### Source text
** START **
Geochemical Logging Tool (GLT) used three separate modes of gamma-ray spectroscopy to obtain measurements of most of the major oxides that make up sedimentary and igneous rocks. Initial measurements provided estimates of Si, Al, Fe, Ca, K, U and Th (together with H and Cl). Estimates of Ti, S and Gd were obtained later with further processing. The GLT provided gross geochemical information about the formation which was particularly useful when combined with other logs. The data could be used directly for the characterizationof geological sequences and phenomena, and were excellent for geotechnical zoning. However, due to its relatively low measurement precision (see the Environmental Effect section below), the GLT was best employed in environments where thereis a marked variation in the geochemistry of the rocks.
The GLT consisted of four components. At the top was a Natural Gamma Ray Tool (NGT), which measured the abundance of K, U, and Th from the natural gamma radiation given out by these elements. A sodium iodide detector was used for the measurement and also provided a spectrum of the background radiation, which was required for subsequent processing. Data were collected as the tool string was pulled up the borehole so that natural gamma-ray measurements were made before the formation was activated by the neutron and gamma spectroscopy tools below the NGT.
Beneath the NGT was a Compensated Neutron Porosity Tool (CNTG), which in the GLT was used solely as a carrier for a Californium (252Cf) source. Californium was used instead of the conventional AmBe source because its spectrum has a lower energy (2 MeV instead of 4.5 MeV), thus reducing the number of fast neutron reactions that could interfere with measurements taken by the tools below. The source in the CNTG caused the neutron activation of Al, in which the natural isotope 27Al absorbed thermal neutrons and produced the isotope 28Al, which decays with a half life of 2.24 minutes and emits 1.78 MeV gamma rays.
** END **
### Data shown
** START **
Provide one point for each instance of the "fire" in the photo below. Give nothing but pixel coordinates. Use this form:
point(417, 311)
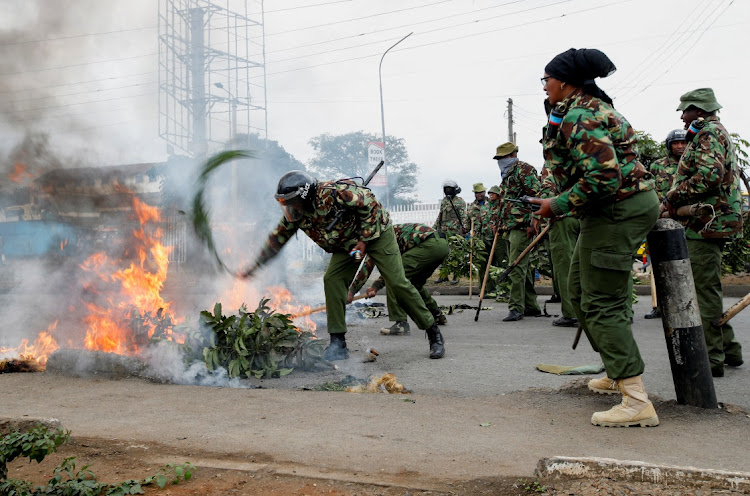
** END **
### Exercise
Answer the following from the text on the Geochemical Logging Tool.
(a) Which elements were estimated only later, with further processing?
(b) How many components made up the GLT?
(c) What is the half life of the isotope 28Al?

### The reply
(a) Ti, S and Gd.
(b) Four.
(c) 2.24 minutes.